EXERCISES TO COMPLETE:
A - In the corporation capital tax text below, what does net paid up capital include for taxation years beginning on or after October 1, 2006?
B - From the corporation capital tax text below, extract word for word the part that opens with the words containing "Three criteria must" and closes with "of the allowance.".
C - Decide whether each statement agrees with the corporation capital tax text below: (i) the other financial corporation must have a permanent business establishment in British Columbia; (ii) the CCT still applies to general corporations for tax years starting on or after September 1, 2002; (iii) shares of exempt financial corporations count as eligible shares. Answer yes or no for each and quote the deciding words.

PASSAGE GIVEN:
● ● ● ●
Effective for taxation years beginning on or after October 1, 2006, net paid up capital includes accumulated other comprehensive income, as required under generally accepted accounting principles.
Investment allowance
A financial corporation may deduct from its total paid up capital an investment allowance equal to the proportion of the total paid up capital that the carrying value of those shares in the other financial corporation bears to the total assets of the financial corporation.
Three criteria must be met:
- eligible shares must be shares of another financial corporation, other than exempt financial corporations
- the other financial corporation must have a permanent business establishment in British Columbia
- the taxation year of the financial corporation and the other financial corporation end on the same date
For authorized foreign banks, the shares must be held in the course of carrying on its Canadian banking business.
The investment allowance is limited to carrying value of the eligible shares used in the calculation of the allowance.
Changes to the CCT The CCT no longer applies to general corporations and investment dealers for tax years starting on or after September 1, 2002. Please see Bulletin CCT 013 for more information on amendments to the Corporation Capital Tax Act. Also, please see our Archive section for information that applies to general corporations and investment dealers.
If you wish to correct information from a previous filing or voluntarily file a missing or late return, please use the Voluntary Disclosure program outlined in Bulletin CCT 009.
● ● ● ●
RECORDED INFORMATION:
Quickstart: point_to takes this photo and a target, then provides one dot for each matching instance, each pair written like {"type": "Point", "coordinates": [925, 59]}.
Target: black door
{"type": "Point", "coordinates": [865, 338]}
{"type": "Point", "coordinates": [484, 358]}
● ● ● ●
EXPECTED RESULTS:
A - It includes accumulated other comprehensive income, as required under generally accepted accounting principles.

B -
Three criteria must be met:
- eligible shares must be shares of another financial corporation, other than exempt financial corporations
- the other financial corporation must have a permanent business establishment in British Columbia
- the taxation year of the financial corporation and the other financial corporation end on the same date
For authorized foreign banks, the shares must be held in the course of carrying on its Canadian banking business.
The investment allowance is limited to carrying value of the eligible shares used in the calculation of the allowance.

C -
(i) Yes: "the other financial corporation must have a permanent business establishment in British Columbia"
(ii) No: "The CCT no longer applies to general corporations and investment dealers for tax years starting on or after September 1, 2002."
(iii) No: "eligible shares must be shares of another financial corporation, other than exempt financial corporations"